◆ What is needed: Return the full material exactly.

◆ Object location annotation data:

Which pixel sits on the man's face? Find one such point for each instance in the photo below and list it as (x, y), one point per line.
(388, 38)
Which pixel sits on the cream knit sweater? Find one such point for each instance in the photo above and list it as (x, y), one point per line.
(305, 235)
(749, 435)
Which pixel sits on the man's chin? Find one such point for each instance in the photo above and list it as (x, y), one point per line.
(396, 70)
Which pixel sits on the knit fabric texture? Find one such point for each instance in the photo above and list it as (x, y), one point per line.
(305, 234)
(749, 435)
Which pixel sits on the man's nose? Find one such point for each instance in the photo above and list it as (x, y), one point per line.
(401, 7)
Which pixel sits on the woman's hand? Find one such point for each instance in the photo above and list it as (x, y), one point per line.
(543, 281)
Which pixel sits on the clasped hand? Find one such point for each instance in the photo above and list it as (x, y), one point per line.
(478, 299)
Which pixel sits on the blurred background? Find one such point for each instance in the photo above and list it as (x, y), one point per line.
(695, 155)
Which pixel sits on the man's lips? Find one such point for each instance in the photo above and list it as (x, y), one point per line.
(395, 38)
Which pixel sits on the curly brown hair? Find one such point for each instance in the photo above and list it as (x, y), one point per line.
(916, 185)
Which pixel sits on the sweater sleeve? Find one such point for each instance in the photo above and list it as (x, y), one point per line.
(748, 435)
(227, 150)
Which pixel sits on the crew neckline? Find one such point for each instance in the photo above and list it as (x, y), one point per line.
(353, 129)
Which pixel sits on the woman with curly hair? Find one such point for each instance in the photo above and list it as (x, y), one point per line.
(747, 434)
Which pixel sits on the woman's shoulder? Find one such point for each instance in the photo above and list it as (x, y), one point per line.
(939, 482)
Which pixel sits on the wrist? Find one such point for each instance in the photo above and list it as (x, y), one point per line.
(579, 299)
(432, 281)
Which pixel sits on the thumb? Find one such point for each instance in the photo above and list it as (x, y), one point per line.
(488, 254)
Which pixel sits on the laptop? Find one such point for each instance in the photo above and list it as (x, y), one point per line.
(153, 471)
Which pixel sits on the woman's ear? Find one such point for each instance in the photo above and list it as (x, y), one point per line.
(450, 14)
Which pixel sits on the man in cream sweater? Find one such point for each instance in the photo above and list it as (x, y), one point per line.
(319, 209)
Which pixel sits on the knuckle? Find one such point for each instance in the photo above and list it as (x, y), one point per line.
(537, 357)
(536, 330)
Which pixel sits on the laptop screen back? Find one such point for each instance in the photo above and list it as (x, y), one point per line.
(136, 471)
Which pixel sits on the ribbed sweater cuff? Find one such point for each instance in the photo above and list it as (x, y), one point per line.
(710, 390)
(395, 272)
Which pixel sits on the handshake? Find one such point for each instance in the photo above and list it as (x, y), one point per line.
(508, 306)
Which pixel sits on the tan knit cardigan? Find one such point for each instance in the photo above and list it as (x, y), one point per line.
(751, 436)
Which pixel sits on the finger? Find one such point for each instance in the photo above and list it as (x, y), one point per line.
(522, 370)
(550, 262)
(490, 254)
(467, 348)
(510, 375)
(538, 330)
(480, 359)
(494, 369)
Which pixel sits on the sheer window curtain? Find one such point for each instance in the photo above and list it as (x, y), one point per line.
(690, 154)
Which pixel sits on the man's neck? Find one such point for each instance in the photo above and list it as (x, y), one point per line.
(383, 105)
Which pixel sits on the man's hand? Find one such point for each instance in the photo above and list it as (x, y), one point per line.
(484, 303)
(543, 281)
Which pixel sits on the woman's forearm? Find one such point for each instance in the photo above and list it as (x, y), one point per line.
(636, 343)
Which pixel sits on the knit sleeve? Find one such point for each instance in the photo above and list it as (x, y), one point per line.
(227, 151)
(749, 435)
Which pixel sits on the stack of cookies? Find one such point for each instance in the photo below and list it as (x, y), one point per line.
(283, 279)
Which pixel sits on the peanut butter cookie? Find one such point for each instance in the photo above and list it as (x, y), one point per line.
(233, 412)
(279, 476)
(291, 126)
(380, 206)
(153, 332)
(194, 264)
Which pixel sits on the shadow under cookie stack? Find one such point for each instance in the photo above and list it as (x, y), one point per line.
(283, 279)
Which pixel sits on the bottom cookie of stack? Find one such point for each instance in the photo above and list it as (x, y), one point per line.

◆ Full output:
Which pixel sits on the man's face? Find one such point for each instance in the photo below and list it as (x, y), one point per line.
(388, 38)
Which pixel sits on the cream knit sweater? Find one such point for each instance in the photo above and list it as (x, y), one point per line.
(305, 235)
(749, 435)
Which pixel sits on the man's chin? Find one such point for each instance in the photo above and list it as (x, y), one point per line.
(396, 70)
Which pixel sits on the knit fabric texture? Find one such point for each instance in the photo above and list it as (x, y), one point per line.
(305, 234)
(749, 435)
Which pixel sits on the man's nose? Find one such point for each instance in the photo above and list it as (x, y), one point per line.
(401, 7)
Which pixel sits on the woman's hand? Find one such point for each instance in the photo above and list it as (x, y), one point per line.
(543, 281)
Which pixel sits on the clasped hand? Find one such point for each instance in the photo above and list it as (x, y), one point per line.
(478, 299)
Which pixel sits on the blurred background? Find one such point for each instance in the photo above and list it as (x, y), one point per line.
(695, 155)
Which pixel sits on the man's lips? Find one such point for each instance in the photo above and list it as (x, y), one point per line.
(395, 38)
Which pixel sits on the curly brown hair? Find one such point for each instance in the photo above and list it as (x, y), one point per line.
(916, 185)
Which pixel sits on the sweater sleeve? Find one such point for each instance in the photo above and list it as (x, y), one point per line.
(748, 435)
(227, 150)
Which pixel sits on the crew neckline? Find one such point for each instance in the photo above and list it as (x, y), one point per line.
(353, 129)
Which pixel sits on the woman with curly hair? Find one such point for each instance in the photo above and list it as (x, y), one point per line.
(747, 434)
Which pixel sits on the woman's shoulder? Find one such point for each instance in the photo above and list it as (x, y), one point per line.
(939, 482)
Which pixel sits on the wrist? Find one such point for each instance in the photo above and list it as (x, y), one point per line.
(579, 299)
(432, 281)
Which pixel sits on the thumb? Find one such point for each instance in the photo above and list it as (x, y), one point per line.
(488, 254)
Which pixel sits on the laptop? Find one such point for each instance in the photo above and list it as (x, y), one point per line.
(153, 471)
Which pixel sits on the woman's ear? Find one such point for each instance in the photo above and list it as (x, y), one point per line.
(450, 14)
Which pixel sits on the man in cream sweater? Find one such point for each instance in the photo above and list it as (x, y), one point per line.
(319, 209)
Which pixel sits on the knuckle? Find one such point for each instance in the photo above and list it as (x, y), one point per line.
(537, 357)
(536, 330)
Which pixel sits on the laptop screen back? Find one such point for each instance in the photo above and list it as (x, y), one point per line.
(136, 471)
Which pixel sits on the ribbed sweater cuff? Find one such point for each instance in the photo above and list it as (x, y), one point per line.
(710, 390)
(395, 272)
Which pixel sits on the handshake? Find one such point for each instance in the photo above and list it as (x, y), one point per line.
(508, 306)
Which pixel sits on the tan knit cardigan? Find one such point for each instance in the photo above and list it as (x, y), one point per line.
(751, 436)
Which pixel sits on the finger? Find one such point for each instance in the photo above and list it as (x, y), one point per line.
(522, 370)
(550, 262)
(490, 254)
(467, 348)
(510, 375)
(538, 330)
(480, 359)
(494, 369)
Which pixel sits on the sheer window curtain? Find one such point for each instance in the photo above and list it as (x, y), one point per line.
(690, 154)
Which pixel sits on the man's neck? Find one such point for each instance in the photo above and list it as (x, y), one point per line.
(383, 105)
Which pixel sits on the man's hand? Find one such point for each instance in the photo above and list it as (x, y), one point per line.
(484, 303)
(543, 281)
Which pixel sits on the woman's forearm? Find one such point for each instance in the photo above and list it as (x, y), one point per line.
(636, 343)
Which pixel sits on the knit sleeve? Find one such point for each instance in the photo above and list it as (x, y), one point per line.
(227, 151)
(749, 435)
Which pixel sits on the stack of cookies? Find one such point for each instance in the photo below and list it as (x, y), one point per line.
(283, 279)
Which pixel sits on the peanut butter cookie? Find one such point for each instance in the photo above and list it as (x, y), one point per line.
(233, 412)
(279, 476)
(291, 126)
(380, 206)
(153, 332)
(194, 264)
Which pixel sits on the shadow under cookie stack? Find one such point for each instance in the photo above and list it as (x, y), one point per line.
(283, 279)
Which pixel sits on the bottom cookie of stack? Find one such point for each instance in the photo above and list it as (x, y), one point per line.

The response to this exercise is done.